[START OF Dataset excerpts]

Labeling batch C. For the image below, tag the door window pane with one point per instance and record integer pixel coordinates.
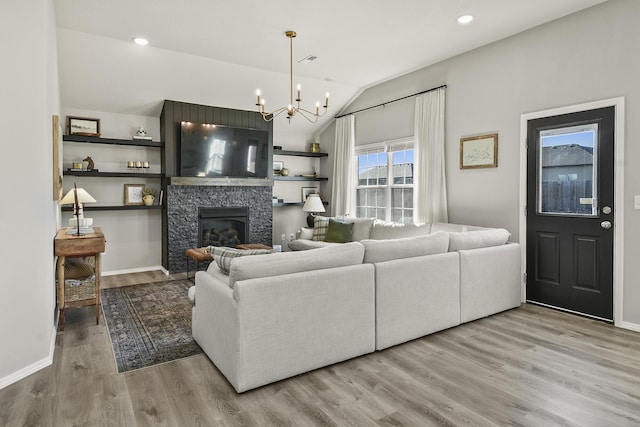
(567, 171)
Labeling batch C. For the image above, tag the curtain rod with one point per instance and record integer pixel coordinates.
(389, 102)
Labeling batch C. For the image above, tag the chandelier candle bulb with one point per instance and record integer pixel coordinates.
(310, 115)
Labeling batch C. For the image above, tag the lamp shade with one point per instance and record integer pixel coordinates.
(83, 197)
(313, 203)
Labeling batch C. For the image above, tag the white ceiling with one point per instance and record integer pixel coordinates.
(218, 52)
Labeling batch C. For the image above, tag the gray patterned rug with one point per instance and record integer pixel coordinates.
(149, 323)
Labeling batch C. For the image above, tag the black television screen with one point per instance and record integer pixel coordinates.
(212, 151)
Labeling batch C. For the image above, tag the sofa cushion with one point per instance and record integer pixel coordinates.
(478, 239)
(305, 244)
(280, 263)
(394, 230)
(445, 226)
(338, 232)
(320, 225)
(407, 247)
(224, 255)
(361, 228)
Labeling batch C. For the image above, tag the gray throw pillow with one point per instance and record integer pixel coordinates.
(224, 255)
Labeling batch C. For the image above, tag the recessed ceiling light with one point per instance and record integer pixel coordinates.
(307, 59)
(140, 41)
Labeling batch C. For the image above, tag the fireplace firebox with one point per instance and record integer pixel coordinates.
(223, 226)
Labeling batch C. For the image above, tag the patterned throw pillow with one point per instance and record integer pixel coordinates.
(224, 255)
(320, 225)
(338, 232)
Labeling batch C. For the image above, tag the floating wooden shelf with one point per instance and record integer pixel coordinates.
(112, 141)
(114, 174)
(298, 153)
(113, 208)
(299, 178)
(285, 204)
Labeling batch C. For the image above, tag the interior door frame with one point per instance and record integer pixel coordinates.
(618, 180)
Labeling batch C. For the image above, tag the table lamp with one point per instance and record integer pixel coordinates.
(77, 197)
(313, 205)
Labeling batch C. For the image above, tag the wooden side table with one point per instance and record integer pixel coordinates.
(69, 245)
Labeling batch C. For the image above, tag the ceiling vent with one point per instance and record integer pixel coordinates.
(307, 59)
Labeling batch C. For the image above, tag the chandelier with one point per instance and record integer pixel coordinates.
(291, 109)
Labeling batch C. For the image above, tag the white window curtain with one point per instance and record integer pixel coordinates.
(430, 188)
(342, 194)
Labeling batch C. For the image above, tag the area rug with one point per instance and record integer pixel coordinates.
(149, 323)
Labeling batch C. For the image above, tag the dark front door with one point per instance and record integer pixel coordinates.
(570, 194)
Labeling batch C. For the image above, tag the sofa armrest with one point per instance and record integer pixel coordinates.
(215, 321)
(490, 280)
(298, 322)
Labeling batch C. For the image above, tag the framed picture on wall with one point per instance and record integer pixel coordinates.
(83, 126)
(133, 194)
(306, 191)
(479, 152)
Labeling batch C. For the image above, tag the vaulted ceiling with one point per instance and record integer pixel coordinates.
(216, 52)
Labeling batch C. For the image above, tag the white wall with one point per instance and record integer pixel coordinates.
(28, 224)
(591, 55)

[END OF Dataset excerpts]

» Requirements:
Convert every item above into a two-column CSV with the header item_text,answer, one row per item. Put each item's text and its answer in their own quoted fields, replace line breaks with spaces, and leave the pictures out.

» Completed task:
item_text,answer
"Labeling batch C. For the image below, tag the door window pane with one point per instance and record integer pixel coordinates.","(567, 171)"
"Labeling batch C. For the image above, tag the curtain rod with one point per instance and record integer pixel coordinates.","(389, 102)"
"Labeling batch C. For the image above, tag the chandelier candle bulb with one point per instance and record integer pixel coordinates.","(310, 115)"
"Labeling batch C. For the image above, tag the lamp shade with one point per instance and record integer pixel coordinates.","(83, 197) (313, 203)"
"Labeling batch C. For the image above, tag the white ceiling with one point per instance and record integer pixel coordinates.","(218, 52)"
"Labeling batch C. For the image above, tag the gray patterned rug with one point per instance and record integer pixel coordinates.","(149, 323)"
"Labeling batch C. For the image above, tag the black television screen with one point per instance and record integer pixel coordinates.","(212, 151)"
"Labeling batch C. For the image above, tag the sofa cushion with one point per instance and record integer pixel coordinates.","(478, 239) (305, 244) (280, 263) (394, 230) (445, 226) (338, 232) (320, 225) (407, 247) (224, 255) (361, 228)"
"Labeling batch C. For the image above, tag the gray throw pillow with one point per instance and record integer pixel coordinates.","(224, 255)"
"Labeling batch C. For the image above, tag the recessed ceiling light with one point per instance and record integer pixel coordinates.","(307, 59) (140, 41)"
"Labeling batch C. For the image above, tag the fireplace firebox with one point per instance and record integer pixel coordinates.","(223, 226)"
"Labeling batch C. For the image above, tag the patterned throw pillow with one point per instance and record integer pixel coordinates.","(224, 255) (320, 225) (338, 232)"
"Labeling batch C. For the image above, tag the floating wooden shelf with one point per instance and record integer pixel coordinates.","(112, 141) (114, 174) (298, 153) (113, 208) (299, 178) (285, 204)"
"Labeling batch C. For the image above, tag the interior door frame with one point per instance and record integer pixel coordinates.","(618, 180)"
"Labeling batch C. For the image above, tag the table lamp with one point per instance and record integer pixel coordinates.","(77, 197) (313, 205)"
"Labeling batch C. For the image above, tag the wooden side table with one point per instance and record integer pixel coordinates.","(69, 245)"
"Labeling batch C. For the image above, tag the ceiling vent with one point per instance and record integer pixel coordinates.","(307, 59)"
"Labeling batch C. For the image above, tag the chandelier with one point per instance and record integer pixel coordinates.","(291, 109)"
"Labeling batch C. For the image above, tag the white window curtain with one point per instance and record integer pixel coordinates.","(430, 188) (342, 194)"
"Labeling batch C. For the image above, tag the area rug with one point per instance and record integer pixel coordinates.","(149, 323)"
"Labeling batch C. For the image above, tag the dark front door with one point per instance and record integer pixel coordinates.","(570, 194)"
"Labeling batch C. For the image above, tag the sofa armrest with one point per instance and record integer pixel coordinates.","(215, 321) (490, 280) (298, 322)"
"Labeling batch C. For the image above, tag the framed picture on wall with one point per instance and record integer pixel coordinates.","(83, 126) (133, 194) (306, 191) (479, 152)"
"Labeling batch C. For the image above, tag the vaulted ceiling with one point per instance and record integer pixel coordinates.","(216, 52)"
"Labeling batch C. For the image above, tag the white wall with one point per instance and record integer pixel coordinates.","(28, 224) (591, 55)"